*** Begin section ***

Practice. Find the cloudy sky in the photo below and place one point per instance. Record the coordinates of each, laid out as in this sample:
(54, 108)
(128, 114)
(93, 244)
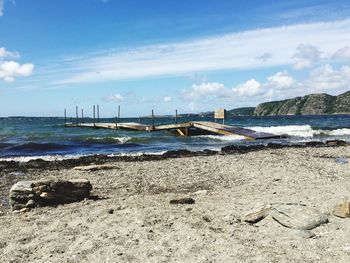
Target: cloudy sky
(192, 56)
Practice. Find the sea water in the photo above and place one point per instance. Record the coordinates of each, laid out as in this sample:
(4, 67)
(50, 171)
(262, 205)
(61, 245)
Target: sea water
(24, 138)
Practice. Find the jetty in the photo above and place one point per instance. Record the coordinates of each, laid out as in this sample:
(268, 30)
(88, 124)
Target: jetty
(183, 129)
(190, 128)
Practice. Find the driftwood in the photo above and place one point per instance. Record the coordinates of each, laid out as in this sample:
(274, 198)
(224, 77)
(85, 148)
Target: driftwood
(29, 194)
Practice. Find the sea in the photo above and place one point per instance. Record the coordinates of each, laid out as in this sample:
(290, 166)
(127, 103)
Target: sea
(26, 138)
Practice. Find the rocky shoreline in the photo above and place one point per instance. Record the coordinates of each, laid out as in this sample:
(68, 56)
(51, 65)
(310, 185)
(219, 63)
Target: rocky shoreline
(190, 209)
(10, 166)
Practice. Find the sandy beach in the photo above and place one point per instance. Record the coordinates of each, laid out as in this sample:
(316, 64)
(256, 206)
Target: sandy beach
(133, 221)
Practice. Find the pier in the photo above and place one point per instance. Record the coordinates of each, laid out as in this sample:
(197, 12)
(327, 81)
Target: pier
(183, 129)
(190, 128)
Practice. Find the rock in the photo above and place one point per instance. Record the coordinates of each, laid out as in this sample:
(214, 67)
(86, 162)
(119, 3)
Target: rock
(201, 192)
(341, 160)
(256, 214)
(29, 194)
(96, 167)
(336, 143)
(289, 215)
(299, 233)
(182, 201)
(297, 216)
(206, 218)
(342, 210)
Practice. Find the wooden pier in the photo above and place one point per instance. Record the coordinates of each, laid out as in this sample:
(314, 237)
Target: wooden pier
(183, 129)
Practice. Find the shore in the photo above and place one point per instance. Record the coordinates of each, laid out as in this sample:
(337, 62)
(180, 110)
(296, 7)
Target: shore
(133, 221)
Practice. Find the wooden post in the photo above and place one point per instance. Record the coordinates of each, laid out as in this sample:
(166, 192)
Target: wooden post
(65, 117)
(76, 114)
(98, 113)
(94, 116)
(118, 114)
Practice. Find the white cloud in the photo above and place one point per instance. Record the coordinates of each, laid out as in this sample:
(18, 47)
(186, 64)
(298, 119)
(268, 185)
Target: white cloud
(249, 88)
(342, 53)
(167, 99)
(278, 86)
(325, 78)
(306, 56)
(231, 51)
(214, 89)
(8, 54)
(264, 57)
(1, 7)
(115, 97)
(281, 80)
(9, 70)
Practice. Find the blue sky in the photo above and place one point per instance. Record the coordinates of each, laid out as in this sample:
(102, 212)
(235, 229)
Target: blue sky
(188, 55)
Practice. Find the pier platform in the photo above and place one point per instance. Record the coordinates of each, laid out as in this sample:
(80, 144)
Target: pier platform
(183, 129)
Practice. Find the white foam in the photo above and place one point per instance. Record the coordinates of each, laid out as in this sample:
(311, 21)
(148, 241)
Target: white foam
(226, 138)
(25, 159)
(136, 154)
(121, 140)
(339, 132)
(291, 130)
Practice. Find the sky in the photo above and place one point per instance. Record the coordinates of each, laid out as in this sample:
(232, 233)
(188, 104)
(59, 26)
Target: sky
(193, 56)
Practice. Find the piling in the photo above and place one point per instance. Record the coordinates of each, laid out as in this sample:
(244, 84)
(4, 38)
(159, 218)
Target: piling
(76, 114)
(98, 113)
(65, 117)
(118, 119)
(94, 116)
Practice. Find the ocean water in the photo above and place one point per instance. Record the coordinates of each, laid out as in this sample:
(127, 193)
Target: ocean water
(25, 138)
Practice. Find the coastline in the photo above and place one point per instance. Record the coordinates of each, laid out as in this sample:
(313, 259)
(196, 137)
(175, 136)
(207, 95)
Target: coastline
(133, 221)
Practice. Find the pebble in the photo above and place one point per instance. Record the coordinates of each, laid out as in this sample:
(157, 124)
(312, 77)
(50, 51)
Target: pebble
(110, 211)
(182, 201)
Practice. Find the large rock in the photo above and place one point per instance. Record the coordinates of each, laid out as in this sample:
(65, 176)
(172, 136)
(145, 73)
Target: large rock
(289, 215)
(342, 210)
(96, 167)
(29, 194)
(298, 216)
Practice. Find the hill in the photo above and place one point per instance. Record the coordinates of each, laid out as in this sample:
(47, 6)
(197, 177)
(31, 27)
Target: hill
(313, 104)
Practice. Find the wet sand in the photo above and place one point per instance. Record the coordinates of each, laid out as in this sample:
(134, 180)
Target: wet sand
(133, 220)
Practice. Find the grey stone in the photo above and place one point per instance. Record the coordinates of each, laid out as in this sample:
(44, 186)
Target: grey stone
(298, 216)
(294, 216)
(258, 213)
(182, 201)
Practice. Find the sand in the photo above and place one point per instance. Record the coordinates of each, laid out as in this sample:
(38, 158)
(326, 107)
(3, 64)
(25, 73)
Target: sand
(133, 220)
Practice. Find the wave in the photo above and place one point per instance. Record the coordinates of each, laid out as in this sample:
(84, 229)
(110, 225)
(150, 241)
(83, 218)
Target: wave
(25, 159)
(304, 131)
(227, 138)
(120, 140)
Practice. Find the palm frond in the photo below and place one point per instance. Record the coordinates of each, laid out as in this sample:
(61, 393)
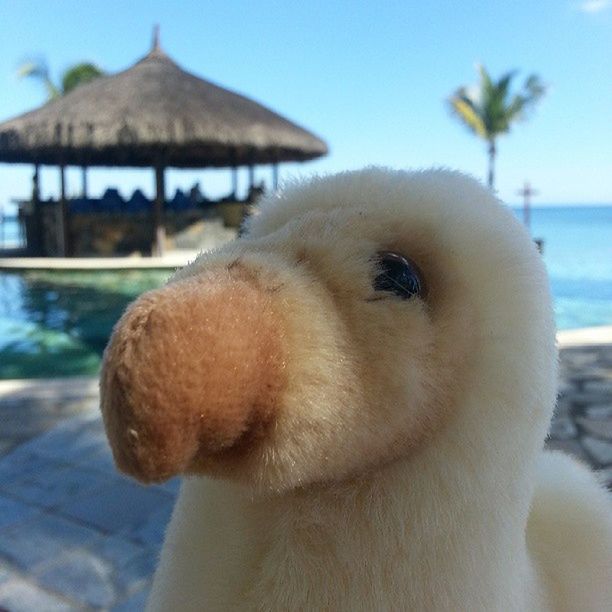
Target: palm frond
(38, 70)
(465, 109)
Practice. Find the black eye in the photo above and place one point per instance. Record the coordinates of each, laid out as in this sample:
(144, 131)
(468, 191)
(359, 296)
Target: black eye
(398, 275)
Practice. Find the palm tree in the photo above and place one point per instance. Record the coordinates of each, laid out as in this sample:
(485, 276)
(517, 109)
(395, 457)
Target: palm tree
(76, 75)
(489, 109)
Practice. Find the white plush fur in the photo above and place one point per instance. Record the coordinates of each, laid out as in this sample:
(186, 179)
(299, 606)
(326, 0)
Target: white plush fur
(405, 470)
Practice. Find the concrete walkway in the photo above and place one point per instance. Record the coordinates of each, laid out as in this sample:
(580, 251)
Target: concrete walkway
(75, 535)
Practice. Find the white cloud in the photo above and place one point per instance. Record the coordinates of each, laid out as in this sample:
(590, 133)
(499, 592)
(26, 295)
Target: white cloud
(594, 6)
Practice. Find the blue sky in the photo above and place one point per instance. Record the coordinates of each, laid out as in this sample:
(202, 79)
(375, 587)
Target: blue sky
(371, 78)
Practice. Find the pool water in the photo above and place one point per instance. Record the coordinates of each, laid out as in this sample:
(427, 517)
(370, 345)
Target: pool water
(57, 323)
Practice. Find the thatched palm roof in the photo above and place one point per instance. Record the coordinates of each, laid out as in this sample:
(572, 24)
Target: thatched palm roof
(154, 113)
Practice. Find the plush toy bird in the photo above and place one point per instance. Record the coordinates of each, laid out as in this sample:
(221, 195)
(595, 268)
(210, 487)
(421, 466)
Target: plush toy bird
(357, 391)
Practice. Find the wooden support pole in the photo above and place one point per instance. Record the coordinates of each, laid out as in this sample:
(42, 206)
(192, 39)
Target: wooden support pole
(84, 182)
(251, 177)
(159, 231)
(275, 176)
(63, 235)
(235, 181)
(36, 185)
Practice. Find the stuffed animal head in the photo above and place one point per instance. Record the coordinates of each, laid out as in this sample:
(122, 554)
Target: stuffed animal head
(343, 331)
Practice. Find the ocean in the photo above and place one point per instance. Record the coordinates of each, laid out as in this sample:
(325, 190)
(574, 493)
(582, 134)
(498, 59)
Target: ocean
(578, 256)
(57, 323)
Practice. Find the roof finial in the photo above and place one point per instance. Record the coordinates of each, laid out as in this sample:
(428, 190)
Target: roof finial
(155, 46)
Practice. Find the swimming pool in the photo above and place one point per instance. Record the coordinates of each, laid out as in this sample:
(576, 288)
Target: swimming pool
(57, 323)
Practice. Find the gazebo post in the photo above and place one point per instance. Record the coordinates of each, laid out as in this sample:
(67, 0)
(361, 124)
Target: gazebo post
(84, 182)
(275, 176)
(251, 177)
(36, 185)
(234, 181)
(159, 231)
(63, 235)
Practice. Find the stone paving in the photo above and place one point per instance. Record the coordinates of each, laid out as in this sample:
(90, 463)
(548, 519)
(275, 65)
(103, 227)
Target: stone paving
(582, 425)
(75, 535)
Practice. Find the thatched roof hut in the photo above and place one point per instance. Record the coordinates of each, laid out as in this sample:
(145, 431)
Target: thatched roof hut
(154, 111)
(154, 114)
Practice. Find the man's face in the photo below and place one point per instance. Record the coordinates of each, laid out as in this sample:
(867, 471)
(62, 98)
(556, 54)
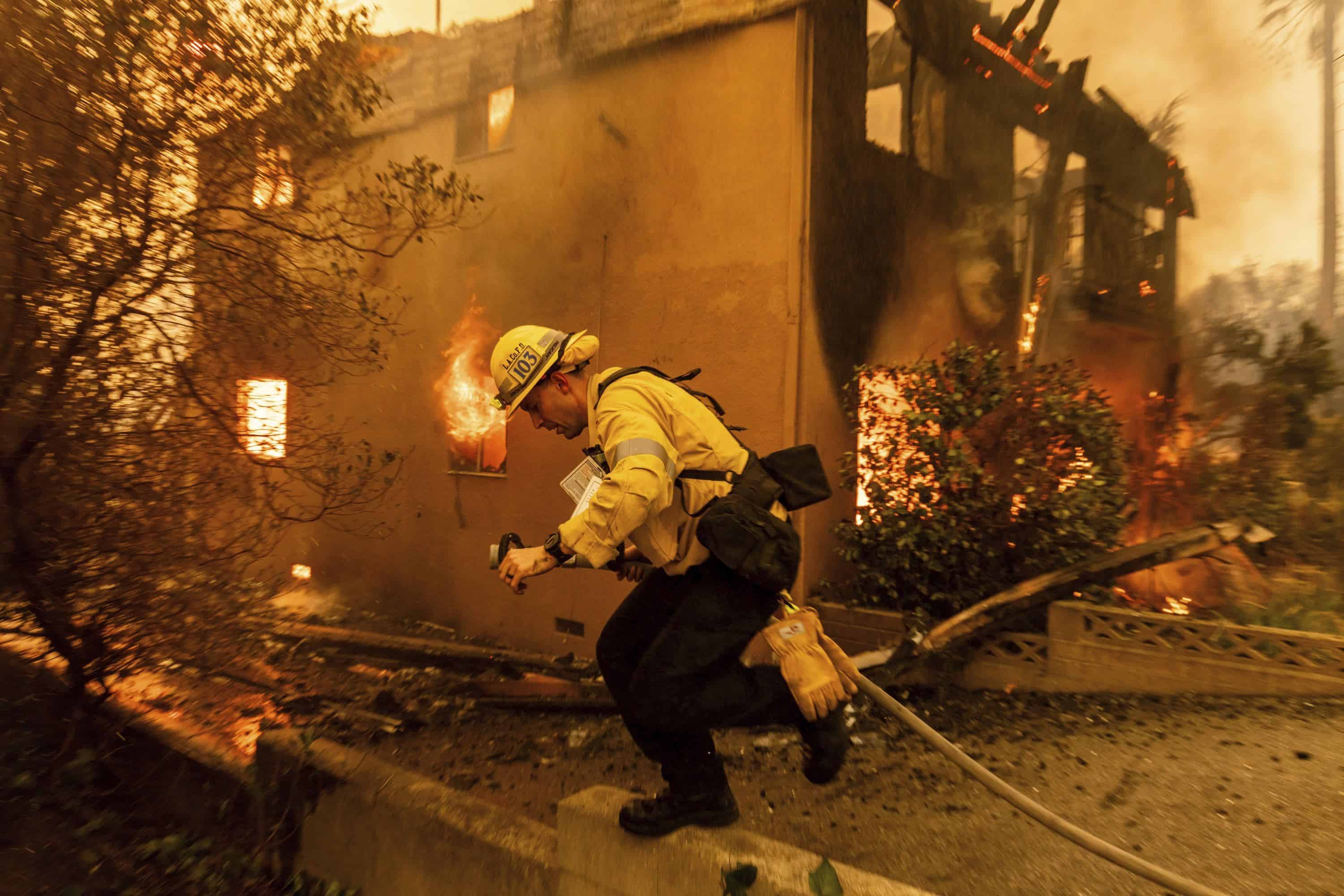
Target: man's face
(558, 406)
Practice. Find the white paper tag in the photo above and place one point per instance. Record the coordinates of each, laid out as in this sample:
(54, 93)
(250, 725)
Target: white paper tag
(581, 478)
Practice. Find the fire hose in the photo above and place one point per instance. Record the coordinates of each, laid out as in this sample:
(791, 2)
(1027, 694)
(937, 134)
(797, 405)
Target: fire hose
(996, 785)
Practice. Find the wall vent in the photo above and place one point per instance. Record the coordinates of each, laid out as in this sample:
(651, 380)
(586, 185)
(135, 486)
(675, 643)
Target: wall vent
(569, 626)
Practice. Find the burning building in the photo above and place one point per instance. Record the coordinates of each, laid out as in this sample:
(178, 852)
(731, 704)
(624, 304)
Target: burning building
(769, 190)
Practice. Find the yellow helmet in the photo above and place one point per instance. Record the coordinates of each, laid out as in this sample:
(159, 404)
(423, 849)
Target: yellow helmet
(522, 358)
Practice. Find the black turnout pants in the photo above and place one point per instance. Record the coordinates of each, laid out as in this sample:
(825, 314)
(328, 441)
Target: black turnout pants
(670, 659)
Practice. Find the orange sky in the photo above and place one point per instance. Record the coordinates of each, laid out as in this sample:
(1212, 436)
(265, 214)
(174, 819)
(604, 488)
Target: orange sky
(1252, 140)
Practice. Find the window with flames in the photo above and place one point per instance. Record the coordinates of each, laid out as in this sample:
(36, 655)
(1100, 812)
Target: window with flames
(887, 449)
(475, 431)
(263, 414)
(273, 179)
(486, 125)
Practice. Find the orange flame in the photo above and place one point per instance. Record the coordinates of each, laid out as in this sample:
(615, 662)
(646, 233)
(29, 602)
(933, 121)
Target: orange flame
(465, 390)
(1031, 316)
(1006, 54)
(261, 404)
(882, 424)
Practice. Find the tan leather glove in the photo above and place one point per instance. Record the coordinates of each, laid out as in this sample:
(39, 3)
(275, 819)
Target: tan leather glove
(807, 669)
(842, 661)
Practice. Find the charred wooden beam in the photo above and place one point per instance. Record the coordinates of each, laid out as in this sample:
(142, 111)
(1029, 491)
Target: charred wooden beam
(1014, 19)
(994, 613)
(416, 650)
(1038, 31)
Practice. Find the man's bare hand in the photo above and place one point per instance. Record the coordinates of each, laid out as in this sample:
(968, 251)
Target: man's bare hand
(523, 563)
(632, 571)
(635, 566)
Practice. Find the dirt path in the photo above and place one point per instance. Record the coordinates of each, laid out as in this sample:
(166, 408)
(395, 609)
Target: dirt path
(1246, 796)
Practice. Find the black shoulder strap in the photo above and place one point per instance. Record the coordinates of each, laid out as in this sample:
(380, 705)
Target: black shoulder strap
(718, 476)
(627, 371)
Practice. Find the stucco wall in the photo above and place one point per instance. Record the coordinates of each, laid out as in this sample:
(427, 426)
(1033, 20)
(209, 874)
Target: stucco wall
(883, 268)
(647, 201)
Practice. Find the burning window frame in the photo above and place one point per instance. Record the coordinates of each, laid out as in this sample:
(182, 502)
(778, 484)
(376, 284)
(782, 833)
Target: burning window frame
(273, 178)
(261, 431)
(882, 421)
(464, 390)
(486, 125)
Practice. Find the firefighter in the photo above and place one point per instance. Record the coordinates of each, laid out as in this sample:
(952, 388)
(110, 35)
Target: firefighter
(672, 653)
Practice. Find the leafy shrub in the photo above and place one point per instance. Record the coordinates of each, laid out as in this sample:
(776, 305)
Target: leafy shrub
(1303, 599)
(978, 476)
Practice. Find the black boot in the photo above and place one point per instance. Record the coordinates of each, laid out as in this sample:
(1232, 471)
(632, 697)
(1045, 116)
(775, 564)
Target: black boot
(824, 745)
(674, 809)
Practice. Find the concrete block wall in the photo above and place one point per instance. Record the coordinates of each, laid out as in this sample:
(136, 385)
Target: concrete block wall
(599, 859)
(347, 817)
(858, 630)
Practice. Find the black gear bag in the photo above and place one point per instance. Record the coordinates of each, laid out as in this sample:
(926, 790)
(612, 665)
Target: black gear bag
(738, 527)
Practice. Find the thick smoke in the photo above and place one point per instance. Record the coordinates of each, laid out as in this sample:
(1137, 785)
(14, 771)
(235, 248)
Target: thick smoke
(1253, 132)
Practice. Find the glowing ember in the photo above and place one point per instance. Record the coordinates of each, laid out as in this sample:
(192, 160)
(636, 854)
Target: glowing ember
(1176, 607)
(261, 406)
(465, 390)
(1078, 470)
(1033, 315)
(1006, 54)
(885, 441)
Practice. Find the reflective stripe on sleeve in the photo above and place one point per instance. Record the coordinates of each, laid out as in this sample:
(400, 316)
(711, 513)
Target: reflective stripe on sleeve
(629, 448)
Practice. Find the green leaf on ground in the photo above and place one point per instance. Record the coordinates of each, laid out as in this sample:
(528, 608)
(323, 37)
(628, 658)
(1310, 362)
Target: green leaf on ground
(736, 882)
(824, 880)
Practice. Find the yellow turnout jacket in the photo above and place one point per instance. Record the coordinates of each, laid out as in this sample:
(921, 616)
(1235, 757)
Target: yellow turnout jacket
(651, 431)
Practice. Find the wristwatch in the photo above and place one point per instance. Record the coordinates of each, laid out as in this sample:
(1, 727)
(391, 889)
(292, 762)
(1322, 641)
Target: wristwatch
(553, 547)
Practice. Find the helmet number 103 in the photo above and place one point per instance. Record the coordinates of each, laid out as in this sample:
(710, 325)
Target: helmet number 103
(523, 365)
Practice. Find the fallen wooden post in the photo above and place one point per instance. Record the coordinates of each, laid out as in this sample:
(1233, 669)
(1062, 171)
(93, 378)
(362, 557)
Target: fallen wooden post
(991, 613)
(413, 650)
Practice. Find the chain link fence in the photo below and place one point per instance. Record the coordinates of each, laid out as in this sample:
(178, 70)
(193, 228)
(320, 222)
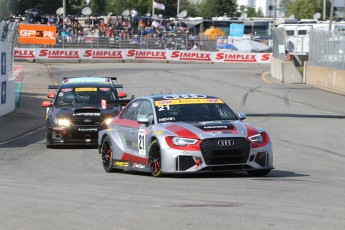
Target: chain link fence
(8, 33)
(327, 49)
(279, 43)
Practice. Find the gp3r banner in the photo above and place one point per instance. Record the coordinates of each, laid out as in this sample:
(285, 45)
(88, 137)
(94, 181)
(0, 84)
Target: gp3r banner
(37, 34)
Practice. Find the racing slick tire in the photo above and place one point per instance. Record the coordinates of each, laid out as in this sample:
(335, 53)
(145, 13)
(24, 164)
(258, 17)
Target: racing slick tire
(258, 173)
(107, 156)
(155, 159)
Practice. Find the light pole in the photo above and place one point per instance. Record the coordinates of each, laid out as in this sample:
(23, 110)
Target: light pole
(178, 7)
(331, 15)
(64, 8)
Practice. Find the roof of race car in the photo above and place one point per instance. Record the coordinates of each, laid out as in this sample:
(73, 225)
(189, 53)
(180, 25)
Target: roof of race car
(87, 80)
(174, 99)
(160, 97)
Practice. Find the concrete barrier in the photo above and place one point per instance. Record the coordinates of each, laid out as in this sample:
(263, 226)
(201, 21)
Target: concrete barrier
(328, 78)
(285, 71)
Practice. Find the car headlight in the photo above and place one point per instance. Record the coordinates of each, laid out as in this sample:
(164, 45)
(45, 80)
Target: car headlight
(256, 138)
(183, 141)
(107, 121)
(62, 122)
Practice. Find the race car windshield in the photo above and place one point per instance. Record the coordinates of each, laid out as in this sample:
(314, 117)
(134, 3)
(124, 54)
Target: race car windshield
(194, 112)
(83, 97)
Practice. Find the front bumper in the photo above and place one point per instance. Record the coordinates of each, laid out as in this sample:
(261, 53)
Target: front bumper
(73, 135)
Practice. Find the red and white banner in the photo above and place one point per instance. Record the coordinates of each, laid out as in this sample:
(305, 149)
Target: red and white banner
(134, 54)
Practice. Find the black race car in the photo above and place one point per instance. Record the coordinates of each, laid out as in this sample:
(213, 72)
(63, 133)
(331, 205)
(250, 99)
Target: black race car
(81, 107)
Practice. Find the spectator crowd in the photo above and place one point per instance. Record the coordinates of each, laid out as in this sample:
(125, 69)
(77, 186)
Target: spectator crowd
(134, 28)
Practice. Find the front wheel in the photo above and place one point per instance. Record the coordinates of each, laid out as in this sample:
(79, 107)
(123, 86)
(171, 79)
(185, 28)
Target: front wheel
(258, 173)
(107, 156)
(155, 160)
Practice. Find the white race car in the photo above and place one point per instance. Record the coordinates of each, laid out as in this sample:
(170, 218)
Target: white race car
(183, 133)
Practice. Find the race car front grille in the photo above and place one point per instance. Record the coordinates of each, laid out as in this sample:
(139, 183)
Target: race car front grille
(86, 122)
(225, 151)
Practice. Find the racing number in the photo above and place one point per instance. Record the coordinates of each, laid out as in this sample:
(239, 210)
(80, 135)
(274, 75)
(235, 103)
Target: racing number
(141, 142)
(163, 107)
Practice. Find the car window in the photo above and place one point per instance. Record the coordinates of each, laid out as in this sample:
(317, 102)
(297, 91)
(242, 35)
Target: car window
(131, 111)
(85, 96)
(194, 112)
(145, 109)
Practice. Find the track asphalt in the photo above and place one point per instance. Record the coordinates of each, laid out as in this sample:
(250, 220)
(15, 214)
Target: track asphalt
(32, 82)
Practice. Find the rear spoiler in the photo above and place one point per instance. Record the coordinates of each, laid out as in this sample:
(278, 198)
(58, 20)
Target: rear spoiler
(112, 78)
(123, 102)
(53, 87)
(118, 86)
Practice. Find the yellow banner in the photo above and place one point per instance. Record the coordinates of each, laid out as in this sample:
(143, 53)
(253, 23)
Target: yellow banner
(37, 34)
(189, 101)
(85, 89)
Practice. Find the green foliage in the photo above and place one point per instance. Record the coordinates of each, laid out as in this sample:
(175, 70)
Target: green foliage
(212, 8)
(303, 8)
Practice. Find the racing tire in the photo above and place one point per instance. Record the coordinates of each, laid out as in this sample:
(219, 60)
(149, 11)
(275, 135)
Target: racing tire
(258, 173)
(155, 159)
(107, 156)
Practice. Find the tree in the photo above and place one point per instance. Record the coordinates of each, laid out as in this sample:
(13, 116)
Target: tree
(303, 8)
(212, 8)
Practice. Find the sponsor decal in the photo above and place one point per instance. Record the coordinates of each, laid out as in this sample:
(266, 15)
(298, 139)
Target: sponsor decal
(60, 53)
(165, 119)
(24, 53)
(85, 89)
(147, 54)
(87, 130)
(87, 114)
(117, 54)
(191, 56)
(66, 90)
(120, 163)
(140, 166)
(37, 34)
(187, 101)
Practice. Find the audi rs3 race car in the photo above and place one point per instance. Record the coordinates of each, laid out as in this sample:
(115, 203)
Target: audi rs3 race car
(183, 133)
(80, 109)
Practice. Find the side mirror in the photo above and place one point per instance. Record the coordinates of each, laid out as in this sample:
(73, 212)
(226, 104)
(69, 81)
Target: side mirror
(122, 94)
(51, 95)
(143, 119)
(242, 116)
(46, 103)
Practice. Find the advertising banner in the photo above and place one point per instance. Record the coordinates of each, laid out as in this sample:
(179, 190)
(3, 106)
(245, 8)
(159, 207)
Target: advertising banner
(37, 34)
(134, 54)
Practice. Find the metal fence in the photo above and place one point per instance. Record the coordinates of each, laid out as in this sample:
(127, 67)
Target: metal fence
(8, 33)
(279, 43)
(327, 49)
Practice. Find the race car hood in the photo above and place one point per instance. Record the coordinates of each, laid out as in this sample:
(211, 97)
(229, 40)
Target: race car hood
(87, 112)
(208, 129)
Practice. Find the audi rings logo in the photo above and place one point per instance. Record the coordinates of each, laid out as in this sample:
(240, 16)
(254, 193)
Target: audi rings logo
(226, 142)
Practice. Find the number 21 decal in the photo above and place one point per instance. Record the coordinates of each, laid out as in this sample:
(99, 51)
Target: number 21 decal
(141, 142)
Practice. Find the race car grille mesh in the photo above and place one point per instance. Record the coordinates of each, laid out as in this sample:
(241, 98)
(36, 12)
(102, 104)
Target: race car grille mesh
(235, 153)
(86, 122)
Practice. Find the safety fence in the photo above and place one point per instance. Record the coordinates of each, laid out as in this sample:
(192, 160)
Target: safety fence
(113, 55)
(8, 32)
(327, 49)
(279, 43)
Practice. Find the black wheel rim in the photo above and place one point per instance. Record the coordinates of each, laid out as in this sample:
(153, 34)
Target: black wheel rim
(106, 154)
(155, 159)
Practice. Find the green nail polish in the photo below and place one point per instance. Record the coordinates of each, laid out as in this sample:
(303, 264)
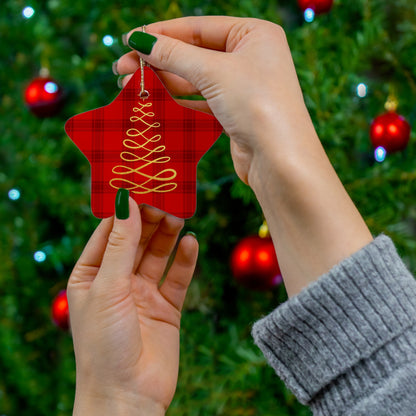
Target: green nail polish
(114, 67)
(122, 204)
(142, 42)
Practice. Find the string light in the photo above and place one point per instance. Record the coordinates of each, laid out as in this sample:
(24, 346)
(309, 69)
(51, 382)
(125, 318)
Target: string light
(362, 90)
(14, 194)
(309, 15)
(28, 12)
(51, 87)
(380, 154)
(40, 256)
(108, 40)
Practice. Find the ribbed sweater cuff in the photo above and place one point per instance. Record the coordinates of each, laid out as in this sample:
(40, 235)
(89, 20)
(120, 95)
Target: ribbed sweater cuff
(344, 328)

*** End section ***

- [Activity] Output only the lines from the line that contains "Target: string light" through the end of the entries, both included, exactly as they appear.

- [Written response]
Target: string light
(362, 90)
(14, 194)
(309, 15)
(28, 12)
(51, 87)
(380, 154)
(40, 256)
(108, 40)
Practice. Find the ribbed sweater cuff in the photo above and place one point per instance. Record the coordinates of each, laid out as in this sample:
(40, 235)
(89, 20)
(120, 95)
Target: ribbed sweater cuff
(344, 328)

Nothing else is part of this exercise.